INSTRUCTION 1:
In the multitask learning text, which of the three layers of the proposed apparatus is shared between tasks?
INSTRUCTION 2:
Translate this sentence from the multitask learning text into Spanish: "The first layer, the second layer, and the third layer perform forward propagation in one artificial neural network."

TEXT:

'''

However, there are roughly two technical problems in general multitask learning.

The first problem is a restriction that data to be learned in each task should exist in the same feature space. Feature vectors of data should have the same dimensions, and a configuration of features that may be presented by each feature vector, the range of values of the features, and the like should not vary depending on the task. This is because it is necessary to share the same network structure in a process of extracting a common feature from datasets, and forward propagation to a shared layer is impossible when data features are heterogeneous. It is difficult to expect a plurality of datasets collected in the real world to have the same structure and feature.

The second problem is that there is no way to determine whether a shared layer is actually involved in learning common features. Tasks may have actually very different data distributions or labeling criteria. In this case, a learning model is trained not to extract a common feature from data but in a direction for each individual task to competitively improve its own inference performance only. As a result, in some cases, learning of each dataset may degrade inference performance for an unrelated task. In particular, when there is a significant difference in learning difficulty between tasks, overfitting occurs on learning of a task of which a classification loss value can be easily reduced, resulting in imbalanced performance among tasks.

SUMMARY OF THE INVENTION

The present invention is directed to providing a multitask learning method of compensating for performance degradation of a model caused by lack of data and ensuring performance improvement and balanced performance by simultaneously learning heterogenous and sparse datasets which have small amounts of data and belong to different domains. The present invention is also directed to providing an apparatus for performing such a multitask learning method.

Technical objectives of the present invention are given below.

    • 1) In an existing multitask learning mechanism, it is not possible to learn datasets having different feature spaces in common.
    • 2) In the case of learning different datasets, a shared layer cannot perform a function of extracting a common feature normally, or a difference in inference performance between tasks significantly increases accordingly.

To achieve the above purpose, the present invention proposes three techniques given below.

    • 1) A data augmentation technique of generating a batch to simultaneously learn heterogeneous datasets having different feature spaces.
    • 2) A technique of projecting heterogeneous datasets so that they may have similar feature spaces.
    • 3) A technique of adjusting optimization strength of representation loss and task-specific loss to resolve imbalanced learning performance between a shared layer and each individual task inference layer.

According to an aspect of the present invention, there is provided a multitask learning apparatus for improving performance of learning heterogeneous sparse datasets, wherein the multitask learning apparatus includes a first layer configured to generate feature vectors by projecting training data pairs generated from different tasks to one feature space, a second layer configured to extract a common feature from the projected feature vectors, and a third layer configured to draw each individual inference from the extracted common feature. Here, the first layer and the third layer are task-specific layers, and the second layer is a layer shared between tasks. The first layer, the second layer, and the third layer perform forward propagation in one artificial neural network.

According to another aspect of the present invention, there is provided a multitask learning method performed in an artificial neural network including a first layer, a second layer, and a third layer, the multitask learning method comprising:

generating, by the first layer, feature vectors by projecting training data pairs generated for different tasks to one feature space; extracting, by the second layer, a common feature from the projected feature vectors; and drawing, by the third layer, each individual inference from the extracted common feature.

'''

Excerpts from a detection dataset
'''

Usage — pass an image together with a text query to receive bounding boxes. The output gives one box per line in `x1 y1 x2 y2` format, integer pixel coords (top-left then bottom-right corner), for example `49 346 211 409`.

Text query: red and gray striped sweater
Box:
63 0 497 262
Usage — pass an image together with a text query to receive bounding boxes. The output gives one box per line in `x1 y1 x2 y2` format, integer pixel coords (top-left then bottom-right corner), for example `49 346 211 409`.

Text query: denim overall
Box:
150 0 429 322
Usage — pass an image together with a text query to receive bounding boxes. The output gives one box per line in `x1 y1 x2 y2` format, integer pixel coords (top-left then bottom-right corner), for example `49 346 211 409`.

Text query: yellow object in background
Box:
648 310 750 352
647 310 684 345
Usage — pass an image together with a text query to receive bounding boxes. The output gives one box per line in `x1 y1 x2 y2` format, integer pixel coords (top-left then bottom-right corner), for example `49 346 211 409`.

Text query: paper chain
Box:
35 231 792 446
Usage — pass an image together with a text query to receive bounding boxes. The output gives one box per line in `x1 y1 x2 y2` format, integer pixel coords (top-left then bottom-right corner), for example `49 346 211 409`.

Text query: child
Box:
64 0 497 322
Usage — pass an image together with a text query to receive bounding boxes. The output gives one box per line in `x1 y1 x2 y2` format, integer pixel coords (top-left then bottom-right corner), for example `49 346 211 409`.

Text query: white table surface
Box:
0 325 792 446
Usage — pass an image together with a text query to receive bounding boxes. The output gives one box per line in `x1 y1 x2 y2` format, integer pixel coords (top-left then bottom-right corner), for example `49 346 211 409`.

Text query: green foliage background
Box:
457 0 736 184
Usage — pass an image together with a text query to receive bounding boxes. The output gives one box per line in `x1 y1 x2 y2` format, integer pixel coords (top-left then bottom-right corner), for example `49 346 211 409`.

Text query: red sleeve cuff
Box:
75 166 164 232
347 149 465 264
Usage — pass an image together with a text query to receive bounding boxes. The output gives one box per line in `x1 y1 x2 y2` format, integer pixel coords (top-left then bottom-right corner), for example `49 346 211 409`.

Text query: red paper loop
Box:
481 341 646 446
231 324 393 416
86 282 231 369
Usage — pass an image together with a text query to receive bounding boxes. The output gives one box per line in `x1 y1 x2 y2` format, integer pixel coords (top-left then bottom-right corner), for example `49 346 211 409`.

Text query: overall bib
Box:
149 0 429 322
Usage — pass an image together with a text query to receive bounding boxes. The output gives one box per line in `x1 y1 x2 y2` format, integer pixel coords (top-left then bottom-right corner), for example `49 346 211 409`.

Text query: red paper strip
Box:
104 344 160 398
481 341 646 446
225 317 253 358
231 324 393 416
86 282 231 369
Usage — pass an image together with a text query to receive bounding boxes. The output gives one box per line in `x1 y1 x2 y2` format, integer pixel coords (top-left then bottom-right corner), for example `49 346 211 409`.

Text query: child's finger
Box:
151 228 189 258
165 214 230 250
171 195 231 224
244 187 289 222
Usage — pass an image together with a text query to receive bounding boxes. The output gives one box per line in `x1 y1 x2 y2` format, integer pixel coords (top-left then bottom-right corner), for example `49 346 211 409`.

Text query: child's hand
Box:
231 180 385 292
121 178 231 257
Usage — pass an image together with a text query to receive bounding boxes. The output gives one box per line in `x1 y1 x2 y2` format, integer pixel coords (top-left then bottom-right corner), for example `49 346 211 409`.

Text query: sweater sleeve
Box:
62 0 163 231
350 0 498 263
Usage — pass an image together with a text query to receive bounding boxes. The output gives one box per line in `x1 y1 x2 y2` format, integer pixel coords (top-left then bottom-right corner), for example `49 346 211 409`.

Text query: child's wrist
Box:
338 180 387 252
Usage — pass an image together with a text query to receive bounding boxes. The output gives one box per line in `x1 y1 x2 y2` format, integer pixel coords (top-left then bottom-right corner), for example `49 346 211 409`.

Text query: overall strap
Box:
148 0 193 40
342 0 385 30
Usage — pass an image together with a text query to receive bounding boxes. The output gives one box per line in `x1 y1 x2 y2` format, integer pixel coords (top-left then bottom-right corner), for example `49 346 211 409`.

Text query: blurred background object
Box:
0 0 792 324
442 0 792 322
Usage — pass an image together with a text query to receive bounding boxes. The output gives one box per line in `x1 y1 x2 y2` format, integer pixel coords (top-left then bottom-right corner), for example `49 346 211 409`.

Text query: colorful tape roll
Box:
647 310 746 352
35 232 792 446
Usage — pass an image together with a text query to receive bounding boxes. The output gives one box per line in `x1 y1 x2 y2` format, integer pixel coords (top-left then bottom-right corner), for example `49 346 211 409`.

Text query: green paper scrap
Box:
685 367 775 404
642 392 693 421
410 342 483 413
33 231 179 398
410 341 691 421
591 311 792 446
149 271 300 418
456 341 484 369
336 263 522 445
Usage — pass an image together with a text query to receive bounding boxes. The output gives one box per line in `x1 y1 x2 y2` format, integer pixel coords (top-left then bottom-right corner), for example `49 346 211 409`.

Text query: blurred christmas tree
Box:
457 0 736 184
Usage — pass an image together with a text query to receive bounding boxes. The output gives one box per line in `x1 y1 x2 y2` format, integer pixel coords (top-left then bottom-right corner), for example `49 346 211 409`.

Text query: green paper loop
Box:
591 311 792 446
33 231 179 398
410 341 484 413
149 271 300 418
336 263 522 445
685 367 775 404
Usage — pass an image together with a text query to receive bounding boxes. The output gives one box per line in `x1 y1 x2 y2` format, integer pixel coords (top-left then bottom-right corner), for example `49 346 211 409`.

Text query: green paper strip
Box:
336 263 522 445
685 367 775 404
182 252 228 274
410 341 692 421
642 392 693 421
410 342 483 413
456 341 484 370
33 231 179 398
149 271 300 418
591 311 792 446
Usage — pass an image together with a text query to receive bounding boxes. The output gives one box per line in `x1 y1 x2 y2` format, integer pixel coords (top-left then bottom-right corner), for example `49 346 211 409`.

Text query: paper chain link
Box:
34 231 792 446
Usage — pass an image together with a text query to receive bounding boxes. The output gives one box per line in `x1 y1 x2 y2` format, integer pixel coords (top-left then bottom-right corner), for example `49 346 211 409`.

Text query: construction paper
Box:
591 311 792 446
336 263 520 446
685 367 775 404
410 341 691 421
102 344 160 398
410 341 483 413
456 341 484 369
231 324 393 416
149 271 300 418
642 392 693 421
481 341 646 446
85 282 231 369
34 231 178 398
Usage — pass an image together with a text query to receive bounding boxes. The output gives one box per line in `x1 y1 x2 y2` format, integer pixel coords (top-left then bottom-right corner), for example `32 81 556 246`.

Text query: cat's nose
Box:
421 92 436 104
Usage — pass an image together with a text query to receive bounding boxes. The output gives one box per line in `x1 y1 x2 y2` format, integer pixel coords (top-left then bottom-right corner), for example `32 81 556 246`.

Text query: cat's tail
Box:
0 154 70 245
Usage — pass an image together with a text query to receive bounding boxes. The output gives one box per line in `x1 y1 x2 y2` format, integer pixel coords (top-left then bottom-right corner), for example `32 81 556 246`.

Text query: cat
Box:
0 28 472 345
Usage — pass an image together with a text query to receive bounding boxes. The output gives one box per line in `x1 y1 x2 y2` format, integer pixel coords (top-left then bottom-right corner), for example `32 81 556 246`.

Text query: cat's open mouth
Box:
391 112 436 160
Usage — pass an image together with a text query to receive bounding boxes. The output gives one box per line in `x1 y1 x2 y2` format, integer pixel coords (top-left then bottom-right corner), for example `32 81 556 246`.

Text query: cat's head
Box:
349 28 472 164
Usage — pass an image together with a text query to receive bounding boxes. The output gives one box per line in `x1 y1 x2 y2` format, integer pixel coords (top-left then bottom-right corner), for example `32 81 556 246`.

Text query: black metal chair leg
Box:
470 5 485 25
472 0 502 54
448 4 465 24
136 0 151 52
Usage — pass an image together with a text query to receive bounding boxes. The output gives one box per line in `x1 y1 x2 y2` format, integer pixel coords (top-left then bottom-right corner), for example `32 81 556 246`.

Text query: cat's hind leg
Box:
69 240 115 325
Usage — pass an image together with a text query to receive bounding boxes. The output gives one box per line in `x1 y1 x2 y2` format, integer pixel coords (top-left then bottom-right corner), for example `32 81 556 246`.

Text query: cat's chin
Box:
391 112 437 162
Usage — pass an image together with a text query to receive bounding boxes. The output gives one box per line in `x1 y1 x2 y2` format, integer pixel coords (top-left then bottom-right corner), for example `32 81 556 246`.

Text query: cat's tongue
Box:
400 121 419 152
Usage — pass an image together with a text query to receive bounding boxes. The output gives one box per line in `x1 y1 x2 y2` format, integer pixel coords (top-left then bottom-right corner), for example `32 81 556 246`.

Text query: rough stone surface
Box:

'''

RESPONSE 1:
The second layer.

RESPONSE 2:
La primera capa, la segunda capa y la tercera capa realizan la propagación hacia adelante en una sola red neuronal artificial.